* WHAT YOU WILL DO
a: Write out the stretch of the passage on cryptocurrency regulation from "The Supreme Court in the" through "a financial transaction.".
b: Render this sentence from the passage on cryptocurrency regulation in Spanish: "The cryptocurrency does not hold any inherent monetary value and it cannot be classified as a prepaid instrument under the Payment and Settlement Systems Act, 2007."

* PASSAGE TO READ
........

The Supreme Court in the case of Internet and Mobile Assn. of India v. RBI quashed the RBI circular based on the doctrine of proportionality. The court also held that the denial of access to cryptocurrency is violation of right carry on any trade or profession guaranteed under Article 19(1)(g) of the Constitution of India. 


The Cryptocurrency Bill, 2019, defined the term “cryptocurrency” to mean any information, code, number or token generated through cryptographic means or otherwise, providing a digital representation of value, or functioning as a store of value in a financial transaction.

The SC recognised in the IMAI judgement that the cryptocurrency could be notified under the Foreign Exchange Management Act, 1999 to fall under the definition of currency therefore, bringing all the activities with respect to cryptocurrencies under the control of RBI. The cryptocurrency does not hold any inherent monetary value and it cannot be classified as a prepaid instrument under the Payment and Settlement Systems Act, 2007. However, the Court recognised the ability of  RBI to regulate cryptocurrencies under the PSSA.


After the Supreme Court’s judgment, RBI further cleared the air surrounding its earlier circular by issuing a circular on Customer Due Diligence for Transactions in Virtual Currencies (VC). By reference to RBI Circular DBR.No.BP.BC.104/08.13.102/2017-18 dated 6-4-2018, Reserve Bank took notice of the fact that various banks/regulated companies have warned their clients against trading in virtual currencies. It further pointed out that all such notifications were not in congruence as the earlier circular that was issued by RBI back in 2018 was no more valid as it was set aside by the Supreme Court in March 2020.  However, banks and entities, on the other hand, were directed to proceed with proper conduction of due diligence as per guiding norms for anti-money laundering (AML), know your customer (KYC), combating of financing of terrorism (CFT), and regulated entities’ obligations together under the Prevention of Money-Laundering Act, 2002 (PMLA), in addition to ensuring compliance with relevant provisions under Foreign Exchange Management Act, 1999 (FEMA) for overseas remittances.

........

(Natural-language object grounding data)
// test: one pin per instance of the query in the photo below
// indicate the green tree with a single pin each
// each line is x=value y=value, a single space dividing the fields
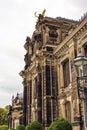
x=3 y=127
x=20 y=127
x=35 y=125
x=3 y=116
x=60 y=124
x=12 y=129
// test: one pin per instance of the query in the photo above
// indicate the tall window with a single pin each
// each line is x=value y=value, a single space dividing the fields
x=68 y=111
x=66 y=73
x=85 y=50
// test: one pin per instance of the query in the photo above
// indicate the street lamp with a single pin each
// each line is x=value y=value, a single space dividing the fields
x=80 y=65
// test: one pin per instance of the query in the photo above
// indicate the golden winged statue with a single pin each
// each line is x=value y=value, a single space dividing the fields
x=37 y=16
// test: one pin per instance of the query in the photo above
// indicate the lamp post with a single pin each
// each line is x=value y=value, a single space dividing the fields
x=80 y=65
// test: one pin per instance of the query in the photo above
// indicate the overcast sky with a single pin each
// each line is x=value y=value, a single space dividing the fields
x=17 y=21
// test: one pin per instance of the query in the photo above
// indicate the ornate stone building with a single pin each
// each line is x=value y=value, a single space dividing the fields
x=50 y=87
x=15 y=115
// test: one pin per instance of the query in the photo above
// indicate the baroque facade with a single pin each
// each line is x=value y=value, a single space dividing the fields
x=50 y=87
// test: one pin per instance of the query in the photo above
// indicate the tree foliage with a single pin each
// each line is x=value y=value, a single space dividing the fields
x=35 y=125
x=60 y=124
x=3 y=127
x=3 y=116
x=20 y=127
x=12 y=129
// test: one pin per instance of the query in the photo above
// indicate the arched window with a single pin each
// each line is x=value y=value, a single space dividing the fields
x=68 y=111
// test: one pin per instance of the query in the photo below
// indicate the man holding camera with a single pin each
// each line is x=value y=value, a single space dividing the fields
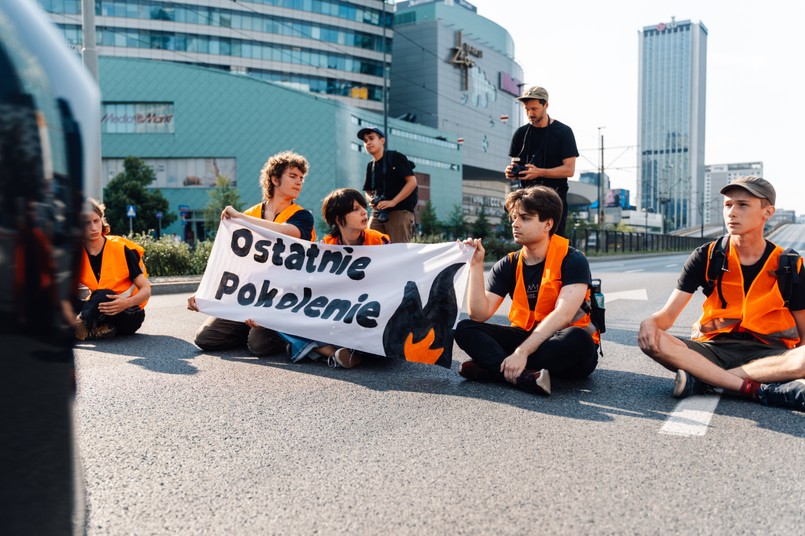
x=543 y=151
x=390 y=187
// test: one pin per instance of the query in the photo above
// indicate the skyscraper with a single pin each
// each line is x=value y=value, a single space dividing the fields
x=332 y=47
x=671 y=113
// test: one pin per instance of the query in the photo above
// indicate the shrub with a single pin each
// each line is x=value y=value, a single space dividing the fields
x=165 y=256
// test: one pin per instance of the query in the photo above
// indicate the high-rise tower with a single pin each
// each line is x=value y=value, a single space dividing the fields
x=671 y=116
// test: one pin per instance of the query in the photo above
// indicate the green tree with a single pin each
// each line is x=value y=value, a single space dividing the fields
x=130 y=187
x=480 y=227
x=504 y=227
x=221 y=197
x=455 y=226
x=428 y=221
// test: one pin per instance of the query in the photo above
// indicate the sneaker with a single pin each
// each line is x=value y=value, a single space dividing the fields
x=537 y=382
x=686 y=385
x=472 y=371
x=344 y=358
x=787 y=395
x=81 y=329
x=104 y=331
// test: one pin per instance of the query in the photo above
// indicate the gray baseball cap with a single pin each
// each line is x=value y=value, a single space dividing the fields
x=534 y=92
x=756 y=186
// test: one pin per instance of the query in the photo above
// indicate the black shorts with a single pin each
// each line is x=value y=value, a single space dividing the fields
x=730 y=353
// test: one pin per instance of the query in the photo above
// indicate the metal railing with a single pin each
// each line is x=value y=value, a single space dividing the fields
x=612 y=242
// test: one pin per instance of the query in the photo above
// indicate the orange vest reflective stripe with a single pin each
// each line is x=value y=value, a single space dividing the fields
x=761 y=311
x=257 y=212
x=370 y=238
x=114 y=268
x=521 y=315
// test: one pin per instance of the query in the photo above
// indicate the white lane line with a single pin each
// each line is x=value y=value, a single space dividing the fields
x=637 y=294
x=692 y=416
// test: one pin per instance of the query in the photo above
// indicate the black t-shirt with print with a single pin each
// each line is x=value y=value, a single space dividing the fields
x=387 y=177
x=694 y=276
x=503 y=277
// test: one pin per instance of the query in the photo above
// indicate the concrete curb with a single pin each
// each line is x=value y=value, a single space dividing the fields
x=174 y=285
x=187 y=284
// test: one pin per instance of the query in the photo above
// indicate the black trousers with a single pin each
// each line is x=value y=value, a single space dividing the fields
x=571 y=353
x=562 y=191
x=126 y=322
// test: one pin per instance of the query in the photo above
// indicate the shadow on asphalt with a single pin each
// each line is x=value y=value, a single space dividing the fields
x=157 y=353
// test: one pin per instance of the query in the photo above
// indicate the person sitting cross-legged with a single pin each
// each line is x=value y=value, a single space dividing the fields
x=548 y=281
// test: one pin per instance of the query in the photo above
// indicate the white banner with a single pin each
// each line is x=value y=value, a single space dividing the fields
x=397 y=300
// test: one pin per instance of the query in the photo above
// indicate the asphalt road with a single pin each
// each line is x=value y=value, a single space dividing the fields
x=178 y=441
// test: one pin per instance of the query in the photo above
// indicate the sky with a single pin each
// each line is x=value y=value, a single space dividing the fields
x=584 y=52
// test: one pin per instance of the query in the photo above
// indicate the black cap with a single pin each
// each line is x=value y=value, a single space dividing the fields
x=364 y=131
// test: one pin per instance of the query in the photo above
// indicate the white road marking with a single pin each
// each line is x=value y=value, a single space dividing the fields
x=692 y=416
x=637 y=294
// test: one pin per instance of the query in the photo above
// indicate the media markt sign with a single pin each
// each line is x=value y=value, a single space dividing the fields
x=462 y=57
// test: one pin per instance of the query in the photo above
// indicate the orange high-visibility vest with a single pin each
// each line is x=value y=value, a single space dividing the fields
x=282 y=217
x=761 y=311
x=522 y=316
x=114 y=269
x=370 y=238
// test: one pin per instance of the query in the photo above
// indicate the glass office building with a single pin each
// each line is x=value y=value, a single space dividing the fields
x=333 y=47
x=671 y=120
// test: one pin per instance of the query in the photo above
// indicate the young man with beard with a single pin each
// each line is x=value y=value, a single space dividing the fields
x=749 y=339
x=548 y=281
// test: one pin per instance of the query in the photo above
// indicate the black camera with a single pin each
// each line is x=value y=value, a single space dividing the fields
x=518 y=170
x=380 y=215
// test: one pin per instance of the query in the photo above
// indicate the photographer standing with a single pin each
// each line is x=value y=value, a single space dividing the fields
x=544 y=151
x=390 y=187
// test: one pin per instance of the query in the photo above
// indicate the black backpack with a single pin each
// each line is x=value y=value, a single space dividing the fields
x=786 y=272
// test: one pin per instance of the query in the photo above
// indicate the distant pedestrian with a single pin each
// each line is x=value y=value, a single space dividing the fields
x=281 y=179
x=390 y=186
x=545 y=149
x=749 y=338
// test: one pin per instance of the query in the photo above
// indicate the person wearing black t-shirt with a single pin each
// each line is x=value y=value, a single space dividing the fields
x=390 y=188
x=547 y=149
x=112 y=269
x=548 y=281
x=748 y=339
x=281 y=180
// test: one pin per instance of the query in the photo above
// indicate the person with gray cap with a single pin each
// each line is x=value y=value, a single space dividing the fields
x=543 y=151
x=749 y=338
x=390 y=187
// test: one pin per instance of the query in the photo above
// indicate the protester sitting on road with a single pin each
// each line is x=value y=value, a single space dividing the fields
x=281 y=179
x=112 y=269
x=749 y=338
x=548 y=281
x=345 y=211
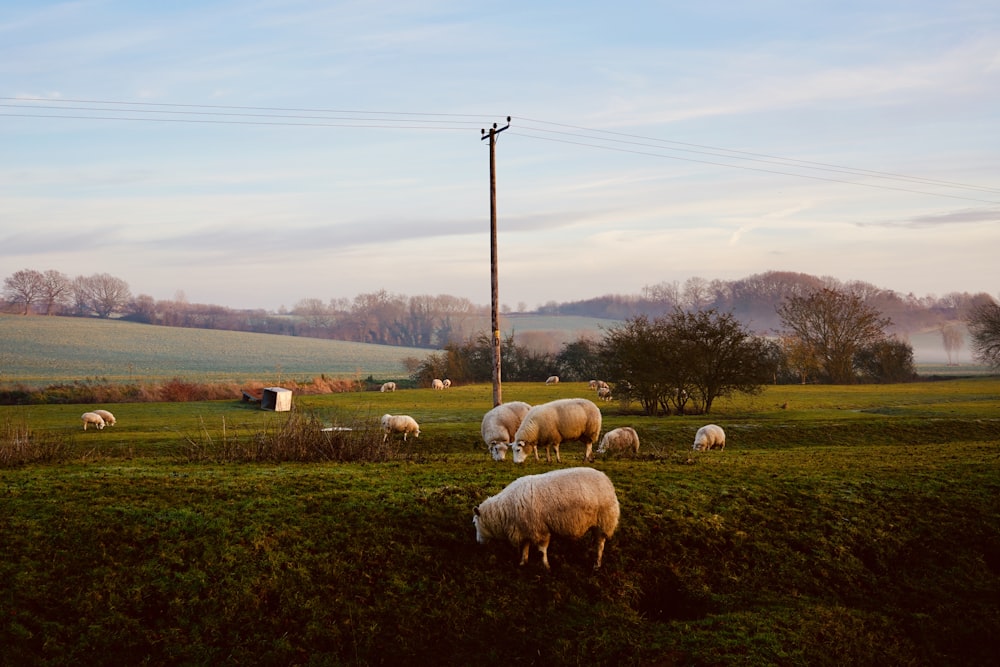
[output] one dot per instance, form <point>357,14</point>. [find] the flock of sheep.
<point>567,502</point>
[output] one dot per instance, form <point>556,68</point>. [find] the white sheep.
<point>92,418</point>
<point>109,419</point>
<point>708,437</point>
<point>622,439</point>
<point>499,426</point>
<point>567,502</point>
<point>552,423</point>
<point>404,424</point>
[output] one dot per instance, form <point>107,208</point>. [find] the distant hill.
<point>42,350</point>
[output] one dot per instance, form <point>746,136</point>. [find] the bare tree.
<point>56,290</point>
<point>835,325</point>
<point>953,339</point>
<point>984,327</point>
<point>101,294</point>
<point>23,287</point>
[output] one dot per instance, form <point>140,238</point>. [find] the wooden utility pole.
<point>495,299</point>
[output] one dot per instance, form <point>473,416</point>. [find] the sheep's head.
<point>519,451</point>
<point>498,450</point>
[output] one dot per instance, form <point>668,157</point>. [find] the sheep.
<point>92,418</point>
<point>567,502</point>
<point>499,426</point>
<point>708,437</point>
<point>552,423</point>
<point>622,439</point>
<point>404,424</point>
<point>109,419</point>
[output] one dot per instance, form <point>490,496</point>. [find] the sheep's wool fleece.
<point>566,502</point>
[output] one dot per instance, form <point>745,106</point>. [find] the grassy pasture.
<point>860,525</point>
<point>42,350</point>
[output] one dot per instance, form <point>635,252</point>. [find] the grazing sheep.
<point>109,419</point>
<point>552,423</point>
<point>708,437</point>
<point>567,502</point>
<point>92,418</point>
<point>499,426</point>
<point>404,424</point>
<point>623,439</point>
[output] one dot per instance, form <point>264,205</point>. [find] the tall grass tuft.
<point>20,445</point>
<point>303,437</point>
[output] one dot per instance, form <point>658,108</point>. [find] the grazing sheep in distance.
<point>499,426</point>
<point>622,439</point>
<point>552,423</point>
<point>567,502</point>
<point>404,424</point>
<point>92,418</point>
<point>109,419</point>
<point>708,437</point>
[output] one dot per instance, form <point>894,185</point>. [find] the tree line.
<point>817,329</point>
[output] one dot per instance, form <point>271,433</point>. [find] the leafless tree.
<point>24,287</point>
<point>835,325</point>
<point>56,290</point>
<point>101,294</point>
<point>984,327</point>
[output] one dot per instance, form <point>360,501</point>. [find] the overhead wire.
<point>529,128</point>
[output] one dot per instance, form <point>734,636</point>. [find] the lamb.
<point>708,437</point>
<point>552,423</point>
<point>109,419</point>
<point>92,418</point>
<point>404,424</point>
<point>499,426</point>
<point>622,439</point>
<point>567,502</point>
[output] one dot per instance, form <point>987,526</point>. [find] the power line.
<point>590,138</point>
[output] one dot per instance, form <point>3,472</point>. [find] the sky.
<point>256,153</point>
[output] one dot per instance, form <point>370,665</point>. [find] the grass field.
<point>42,350</point>
<point>861,525</point>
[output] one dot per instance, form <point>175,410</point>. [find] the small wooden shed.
<point>278,399</point>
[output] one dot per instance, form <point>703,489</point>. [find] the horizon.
<point>259,156</point>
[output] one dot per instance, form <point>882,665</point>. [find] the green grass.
<point>861,525</point>
<point>43,350</point>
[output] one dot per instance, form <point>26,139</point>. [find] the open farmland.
<point>42,350</point>
<point>860,525</point>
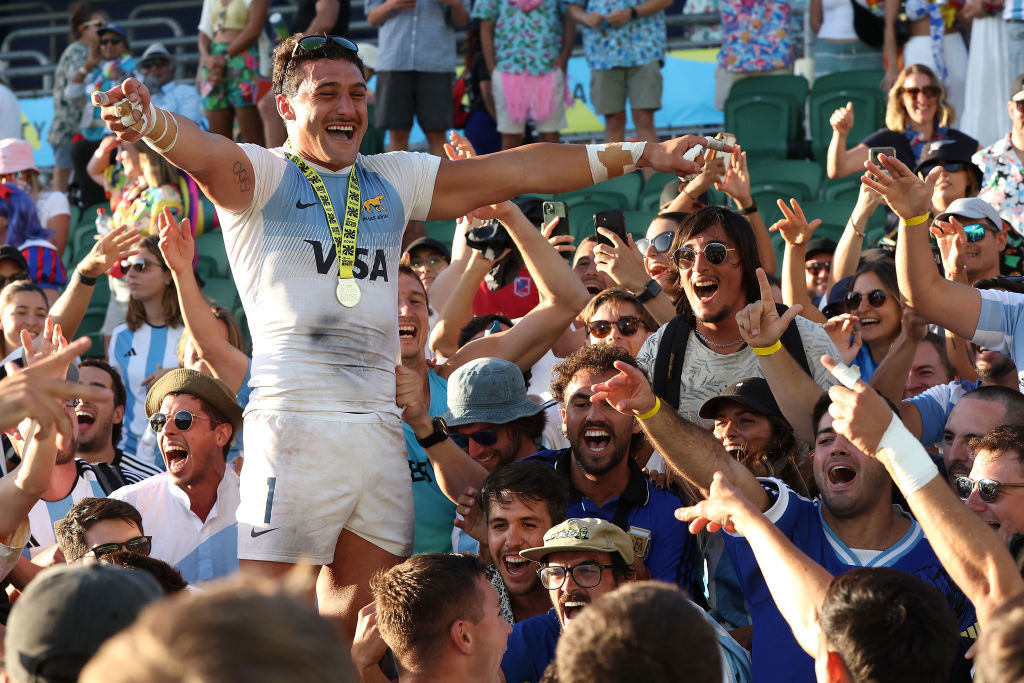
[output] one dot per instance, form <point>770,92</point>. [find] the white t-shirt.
<point>309,352</point>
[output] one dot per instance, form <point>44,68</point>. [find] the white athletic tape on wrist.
<point>909,464</point>
<point>613,159</point>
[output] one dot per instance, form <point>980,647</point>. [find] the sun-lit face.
<point>327,118</point>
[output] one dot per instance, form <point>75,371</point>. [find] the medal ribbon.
<point>344,237</point>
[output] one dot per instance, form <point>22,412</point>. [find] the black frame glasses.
<point>140,544</point>
<point>988,489</point>
<point>183,420</point>
<point>628,326</point>
<point>715,252</point>
<point>876,299</point>
<point>585,574</point>
<point>662,243</point>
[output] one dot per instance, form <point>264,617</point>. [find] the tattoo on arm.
<point>243,176</point>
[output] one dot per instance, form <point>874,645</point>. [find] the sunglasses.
<point>818,266</point>
<point>140,544</point>
<point>988,489</point>
<point>930,91</point>
<point>628,325</point>
<point>481,436</point>
<point>875,299</point>
<point>182,421</point>
<point>312,43</point>
<point>662,243</point>
<point>715,252</point>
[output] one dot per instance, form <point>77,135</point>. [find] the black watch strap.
<point>436,436</point>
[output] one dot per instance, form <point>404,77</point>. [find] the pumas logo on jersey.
<point>325,257</point>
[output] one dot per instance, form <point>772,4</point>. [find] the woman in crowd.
<point>916,113</point>
<point>144,346</point>
<point>83,42</point>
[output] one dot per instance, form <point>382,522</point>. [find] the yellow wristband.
<point>651,413</point>
<point>767,350</point>
<point>916,220</point>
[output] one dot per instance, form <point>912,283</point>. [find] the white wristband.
<point>909,464</point>
<point>613,159</point>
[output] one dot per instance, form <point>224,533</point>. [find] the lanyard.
<point>344,237</point>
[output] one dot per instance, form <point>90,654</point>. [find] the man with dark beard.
<point>605,483</point>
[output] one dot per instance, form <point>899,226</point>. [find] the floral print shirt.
<point>637,42</point>
<point>1003,184</point>
<point>756,35</point>
<point>525,41</point>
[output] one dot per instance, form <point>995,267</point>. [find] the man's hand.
<point>725,507</point>
<point>794,226</point>
<point>858,414</point>
<point>905,194</point>
<point>176,242</point>
<point>629,391</point>
<point>760,324</point>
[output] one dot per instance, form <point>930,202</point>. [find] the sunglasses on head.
<point>481,436</point>
<point>628,325</point>
<point>140,544</point>
<point>715,252</point>
<point>930,91</point>
<point>313,43</point>
<point>182,421</point>
<point>875,299</point>
<point>660,242</point>
<point>818,266</point>
<point>988,489</point>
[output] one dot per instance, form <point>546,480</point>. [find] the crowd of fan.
<point>629,458</point>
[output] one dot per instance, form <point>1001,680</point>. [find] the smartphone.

........

* RESULTS
a:
The Supreme Court in the case of Internet and Mobile Assn. of India v. RBI quashed the RBI circular based on the doctrine of proportionality. The court also held that the denial of access to cryptocurrency is violation of right carry on any trade or profession guaranteed under Article 19(1)(g) of the Constitution of India. 


The Cryptocurrency Bill, 2019, defined the term “cryptocurrency” to mean any information, code, number or token generated through cryptographic means or otherwise, providing a digital representation of value, or functioning as a store of value in a financial transaction.

b: La criptomoneda no posee ningún valor monetario intrínseco y no puede clasificarse como un instrumento de prepago en virtud de la Payment and Settlement Systems Act, 2007.